§ Extract
--- --- ---
The Story of a British Mailbox

Translated from Arabic by Rania Filfil

Several times have I crossed the street near the place where the British Forces used to administer the city. Every time, I remember Rowan Atkinson, the international actor known for playing the character Mr. Bean, and how he deposited an envelope into a classical mailbox in one of his famous comic episodes. But the street I usually take is only a side street now that leads to the Nablus Municipal Library, one of the oldest public libraries in Palestine, which hosts the famous room with the city’s archives. It has been 70 years since the British Forces withdrew from Nablus, but their traces remain. One of them is a mailbox, similar to the one in which Mr. Bean deposits his letter. It carries a sign that is engraved in iron and reads Great Britain, the United Kingdom.

631A9724 copy

The last time I crossed the street, heading to the archive hall in the library to search for telegrams and letters from that era, I found the box completely neglected, surrounded by piles of rubbish and a group of kids who wanted to post letters. They filled its opening with letters and papers torn from school notebooks of the last academic semester.
With this mailbox, the British did not bring anything new to this country; they merely changed the tools that were used to transport mail and installed many similar boxes to carry political and personal letters from the world to Palestine and vice versa.* Mail first appeared under Sargon, the Akkadian ruler who governed Palestine in the twenty-second century BC. At that ancient time, mail passed through Palestine to travel to the empires of the Orient.
On the afternoon when I saw the mailbox being filled with school papers, it was pouring rain in Nablus, the historic city that was established by the Canaanites and targeted by many rulers and armies. To protect myself, I entered the historical Humoz Café at whose entrance the box is found. This same café used to be a meeting point for the British forces that occupied it to turn it into a base for its military musical band, with officers from different ranks that governed the troops in the city. From this very place, officers, soldiers, and other people used to send and receive letters through the box that was only a few steps away from their seats. Even though the café has been modernized, the smell of these old letters lingers, and just across the street is the archive room of the library building.
--- --- ---
Records

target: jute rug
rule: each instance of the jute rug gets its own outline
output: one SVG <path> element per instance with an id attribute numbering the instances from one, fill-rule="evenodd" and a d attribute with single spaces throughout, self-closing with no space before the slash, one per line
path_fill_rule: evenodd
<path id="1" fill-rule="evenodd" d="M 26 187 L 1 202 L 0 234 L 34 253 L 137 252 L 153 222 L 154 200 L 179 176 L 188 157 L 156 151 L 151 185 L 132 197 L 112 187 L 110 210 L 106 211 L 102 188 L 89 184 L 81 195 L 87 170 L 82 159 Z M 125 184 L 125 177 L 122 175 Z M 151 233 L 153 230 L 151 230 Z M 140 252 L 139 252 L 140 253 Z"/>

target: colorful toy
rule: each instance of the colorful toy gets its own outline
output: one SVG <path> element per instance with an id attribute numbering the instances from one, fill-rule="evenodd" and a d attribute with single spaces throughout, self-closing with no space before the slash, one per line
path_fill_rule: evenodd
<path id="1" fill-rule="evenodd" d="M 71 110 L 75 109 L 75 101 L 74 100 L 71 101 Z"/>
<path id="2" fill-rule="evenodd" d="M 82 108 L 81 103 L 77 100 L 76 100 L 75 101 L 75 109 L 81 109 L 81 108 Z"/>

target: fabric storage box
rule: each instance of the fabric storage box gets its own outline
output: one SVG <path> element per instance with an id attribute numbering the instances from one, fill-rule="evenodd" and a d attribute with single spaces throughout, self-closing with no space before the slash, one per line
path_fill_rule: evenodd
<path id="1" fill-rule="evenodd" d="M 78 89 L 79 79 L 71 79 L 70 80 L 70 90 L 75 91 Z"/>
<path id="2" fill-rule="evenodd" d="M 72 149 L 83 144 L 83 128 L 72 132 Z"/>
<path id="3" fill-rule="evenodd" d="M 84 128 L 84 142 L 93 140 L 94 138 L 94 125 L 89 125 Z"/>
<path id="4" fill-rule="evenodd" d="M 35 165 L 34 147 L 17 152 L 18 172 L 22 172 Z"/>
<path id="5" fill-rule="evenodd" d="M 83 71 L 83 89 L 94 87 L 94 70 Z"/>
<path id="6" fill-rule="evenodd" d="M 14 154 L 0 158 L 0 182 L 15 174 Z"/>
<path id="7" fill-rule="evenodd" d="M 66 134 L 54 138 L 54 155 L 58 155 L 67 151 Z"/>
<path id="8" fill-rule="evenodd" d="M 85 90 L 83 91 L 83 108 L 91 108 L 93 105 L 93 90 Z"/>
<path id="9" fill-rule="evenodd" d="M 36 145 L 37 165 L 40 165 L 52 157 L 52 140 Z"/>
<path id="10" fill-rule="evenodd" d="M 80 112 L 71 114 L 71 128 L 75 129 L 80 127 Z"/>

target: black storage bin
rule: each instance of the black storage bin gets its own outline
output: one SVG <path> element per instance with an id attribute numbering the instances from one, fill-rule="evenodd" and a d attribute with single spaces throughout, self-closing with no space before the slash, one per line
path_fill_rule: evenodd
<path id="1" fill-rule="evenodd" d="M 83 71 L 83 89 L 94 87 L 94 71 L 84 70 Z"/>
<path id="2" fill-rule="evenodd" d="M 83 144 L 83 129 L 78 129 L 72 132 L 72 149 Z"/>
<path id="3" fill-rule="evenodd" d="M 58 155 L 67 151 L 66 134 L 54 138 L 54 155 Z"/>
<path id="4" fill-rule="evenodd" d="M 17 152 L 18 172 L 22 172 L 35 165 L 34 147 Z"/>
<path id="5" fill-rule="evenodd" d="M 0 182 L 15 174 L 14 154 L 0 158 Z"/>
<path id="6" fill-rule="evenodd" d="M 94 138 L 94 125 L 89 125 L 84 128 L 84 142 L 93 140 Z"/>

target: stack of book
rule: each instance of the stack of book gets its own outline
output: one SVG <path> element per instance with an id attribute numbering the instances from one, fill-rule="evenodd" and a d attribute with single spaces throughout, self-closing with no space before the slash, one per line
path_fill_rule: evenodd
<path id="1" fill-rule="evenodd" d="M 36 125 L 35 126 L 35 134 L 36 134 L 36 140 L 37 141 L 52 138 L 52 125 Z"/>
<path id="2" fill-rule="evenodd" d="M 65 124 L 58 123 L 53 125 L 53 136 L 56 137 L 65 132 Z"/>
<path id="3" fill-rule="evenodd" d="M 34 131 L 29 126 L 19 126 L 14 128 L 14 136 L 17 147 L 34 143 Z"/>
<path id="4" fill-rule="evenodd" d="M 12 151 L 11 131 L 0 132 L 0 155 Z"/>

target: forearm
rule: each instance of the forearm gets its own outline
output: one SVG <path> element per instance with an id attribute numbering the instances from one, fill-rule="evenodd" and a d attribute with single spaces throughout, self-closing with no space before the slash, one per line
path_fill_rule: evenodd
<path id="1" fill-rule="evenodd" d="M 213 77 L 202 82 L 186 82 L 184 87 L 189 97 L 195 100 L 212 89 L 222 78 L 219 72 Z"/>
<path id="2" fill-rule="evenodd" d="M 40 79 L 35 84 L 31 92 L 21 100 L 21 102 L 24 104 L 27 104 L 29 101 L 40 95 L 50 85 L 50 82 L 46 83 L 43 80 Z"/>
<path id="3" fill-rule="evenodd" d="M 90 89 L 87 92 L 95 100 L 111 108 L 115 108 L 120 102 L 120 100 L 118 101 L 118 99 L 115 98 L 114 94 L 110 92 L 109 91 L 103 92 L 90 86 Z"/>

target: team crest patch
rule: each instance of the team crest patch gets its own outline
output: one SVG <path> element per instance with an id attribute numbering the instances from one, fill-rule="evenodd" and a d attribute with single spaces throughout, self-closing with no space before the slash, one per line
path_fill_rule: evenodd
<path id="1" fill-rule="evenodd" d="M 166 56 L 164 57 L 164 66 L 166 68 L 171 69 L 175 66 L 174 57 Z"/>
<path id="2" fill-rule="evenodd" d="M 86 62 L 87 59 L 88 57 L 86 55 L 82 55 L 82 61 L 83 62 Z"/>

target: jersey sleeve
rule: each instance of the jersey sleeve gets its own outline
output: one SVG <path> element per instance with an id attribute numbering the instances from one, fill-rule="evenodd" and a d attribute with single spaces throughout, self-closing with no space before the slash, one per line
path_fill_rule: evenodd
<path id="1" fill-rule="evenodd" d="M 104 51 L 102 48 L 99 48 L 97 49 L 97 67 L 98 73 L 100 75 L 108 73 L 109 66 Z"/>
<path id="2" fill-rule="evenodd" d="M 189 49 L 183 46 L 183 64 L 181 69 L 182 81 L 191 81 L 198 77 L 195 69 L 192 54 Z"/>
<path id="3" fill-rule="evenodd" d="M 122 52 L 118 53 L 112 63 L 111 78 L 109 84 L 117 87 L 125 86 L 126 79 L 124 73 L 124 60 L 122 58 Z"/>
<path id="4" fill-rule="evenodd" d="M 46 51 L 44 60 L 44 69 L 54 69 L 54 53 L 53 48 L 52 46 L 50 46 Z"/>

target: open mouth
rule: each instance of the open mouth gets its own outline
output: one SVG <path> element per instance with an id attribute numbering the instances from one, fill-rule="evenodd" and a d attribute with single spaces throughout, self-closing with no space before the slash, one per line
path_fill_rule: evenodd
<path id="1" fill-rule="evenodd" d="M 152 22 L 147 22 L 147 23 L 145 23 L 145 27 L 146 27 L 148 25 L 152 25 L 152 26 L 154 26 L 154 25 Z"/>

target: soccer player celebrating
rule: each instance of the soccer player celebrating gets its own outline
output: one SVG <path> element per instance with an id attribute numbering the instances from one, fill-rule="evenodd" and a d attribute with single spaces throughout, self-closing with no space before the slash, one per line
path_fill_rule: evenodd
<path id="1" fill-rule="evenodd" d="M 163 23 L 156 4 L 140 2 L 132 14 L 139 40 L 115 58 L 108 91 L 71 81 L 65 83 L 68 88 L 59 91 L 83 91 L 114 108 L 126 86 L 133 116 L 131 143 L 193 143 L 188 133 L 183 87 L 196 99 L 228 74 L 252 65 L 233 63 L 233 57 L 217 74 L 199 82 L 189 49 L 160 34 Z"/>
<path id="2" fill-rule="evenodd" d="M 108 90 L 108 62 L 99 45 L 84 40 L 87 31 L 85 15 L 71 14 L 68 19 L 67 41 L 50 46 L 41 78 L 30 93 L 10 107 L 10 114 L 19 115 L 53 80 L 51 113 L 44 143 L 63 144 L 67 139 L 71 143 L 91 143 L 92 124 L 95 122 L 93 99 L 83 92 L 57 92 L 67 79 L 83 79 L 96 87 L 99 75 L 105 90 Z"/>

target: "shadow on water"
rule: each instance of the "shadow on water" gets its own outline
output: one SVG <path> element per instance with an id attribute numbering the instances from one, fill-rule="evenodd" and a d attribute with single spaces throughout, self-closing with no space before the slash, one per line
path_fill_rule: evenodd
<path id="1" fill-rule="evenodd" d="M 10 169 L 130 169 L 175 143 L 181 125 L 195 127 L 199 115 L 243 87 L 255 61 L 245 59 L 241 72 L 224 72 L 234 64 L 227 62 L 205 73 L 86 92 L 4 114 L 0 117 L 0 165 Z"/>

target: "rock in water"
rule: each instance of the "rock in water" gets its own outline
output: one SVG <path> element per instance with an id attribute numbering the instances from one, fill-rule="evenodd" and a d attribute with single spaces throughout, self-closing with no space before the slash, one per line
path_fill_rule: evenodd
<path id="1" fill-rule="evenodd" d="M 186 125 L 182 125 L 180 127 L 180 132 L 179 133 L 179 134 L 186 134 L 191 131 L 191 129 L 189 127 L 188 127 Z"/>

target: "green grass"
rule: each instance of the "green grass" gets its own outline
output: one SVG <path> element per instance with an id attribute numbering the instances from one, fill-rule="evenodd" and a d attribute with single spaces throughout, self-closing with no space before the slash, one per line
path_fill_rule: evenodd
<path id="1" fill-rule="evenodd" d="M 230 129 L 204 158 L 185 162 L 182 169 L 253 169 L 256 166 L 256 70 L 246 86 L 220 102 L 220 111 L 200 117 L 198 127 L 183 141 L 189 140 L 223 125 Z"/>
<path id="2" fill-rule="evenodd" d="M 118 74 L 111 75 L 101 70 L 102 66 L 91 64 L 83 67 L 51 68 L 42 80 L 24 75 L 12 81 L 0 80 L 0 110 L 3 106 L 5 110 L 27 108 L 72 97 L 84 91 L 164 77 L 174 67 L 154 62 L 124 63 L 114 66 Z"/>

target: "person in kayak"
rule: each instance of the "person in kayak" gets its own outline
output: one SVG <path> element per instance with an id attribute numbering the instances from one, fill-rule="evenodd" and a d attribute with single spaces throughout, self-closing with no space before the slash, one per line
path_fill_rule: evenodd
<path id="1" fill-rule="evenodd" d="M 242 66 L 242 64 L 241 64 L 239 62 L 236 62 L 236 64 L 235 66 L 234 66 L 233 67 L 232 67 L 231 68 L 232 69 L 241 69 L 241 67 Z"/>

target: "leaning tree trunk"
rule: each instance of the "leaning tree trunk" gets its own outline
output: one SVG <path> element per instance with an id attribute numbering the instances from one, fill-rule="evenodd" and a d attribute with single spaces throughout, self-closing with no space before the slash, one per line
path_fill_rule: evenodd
--- --- ---
§ Stated exercise 1
In the records, copy the lines from the one containing "target: black storage bin" up to and including the one containing "94 87 L 94 71".
§ Stated exercise 2
Extend the essay about the British mailbox in Nablus, picking up after its final sentence.

§ Exercise output 1
target: black storage bin
rule: each instance of the black storage bin gets its own outline
output: one SVG <path> element per instance with an id attribute numbering the instances from one, fill-rule="evenodd" and a d attribute with single spaces throughout, self-closing with no space before the slash, one per line
path_fill_rule: evenodd
<path id="1" fill-rule="evenodd" d="M 83 71 L 83 89 L 94 87 L 94 71 L 84 70 Z"/>

§ Exercise output 2
Mr. Bean 2

In the archive room, I found Dr. Ameen Abu Baker, a professor of modern history specialized in the era of late Ottoman rule and the British Mandate. He was wandering among old letters and telegrams that had arrived in Palestine at that time, many decades ago. Dr. Abu Baker greeted me as I entered the archive room, and he happened to be carrying a telegram sent by Saad Zaghlol, the historical Egyptian figure and leader of the 1919 revolution in Egypt, to the city of Nablus on July 17, 1927. The letter was sent after an earthquake in the city, and he promised to donate 100 Egyptian pounds to relieve the afflicted population. That telegram, along with many other letters, had been delivered through the British mailboxes as an expression of regional and local support to the city after the historic earthquake.

The Anglo-American Committee of Inquiry’s 1945 report on the number of letters carried in the period from 1924 to 1944 indicates that Palestinians sent and received 10,626,000 letters per year; the number increased to 46,326,400 letters in the year 1944!

On that day, Dr. Abu Baker told me much about the means of communication in that period, as narrated by the historian Joseph Walker. The ladies who work in the archives department contributed and spoke proudly of the rich history of the city. The first telegram arrived in Palestine in 1862; it was then called the Egyptian Telegraph. A year later, Jerusalem was connected to the telegraph, and according to Dr. Abu Baker, the Egyptian telegraph columns are still standing between Jerusalem and Jaffa to this day.

Photo 1

Palestinians were affected by the telegraph up to the most minute details of their lives. Telegrams opened up connections to the world and its trading circles. I had not been aware of this until Dr. Abu Baker presented me with statistics about the number of telegrams sent and received in Tulkarem on melon trading alone. I was astonished to learn that they had reached 100,000 telegrams by 1948.

Receipt for a hundred Egyptian pounds donated by Sa’ed Zaghloul, after an earthquake hit Nablus in 1927.
Receipt for a hundred Egyptian pounds donated by Sa’ed Zaghloul, after an earthquake hit Nablus in 1927.

Ottoman post offices had been located throughout historic Palestine, including in Nablus. It appears that in Palestine, the post and telecommunication sector was more developed than in other countries at the time. The telegraph service in Jaffa began in 1862. From Nablus, mail was transported to Jaffa in a special horse-drawn cart. It took six months to deliver the mail and receive a response from abroad. Afterwards, it was replaced by a train that reduced the response time from abroad to only two months. The situation stayed as such, according to Dr. Abu Baker, until telephone lines were established. The first telephone call between Palestine and the outside world took place in 1910 when the Ottoman Sultan talked to his administration in the City of Jerusalem.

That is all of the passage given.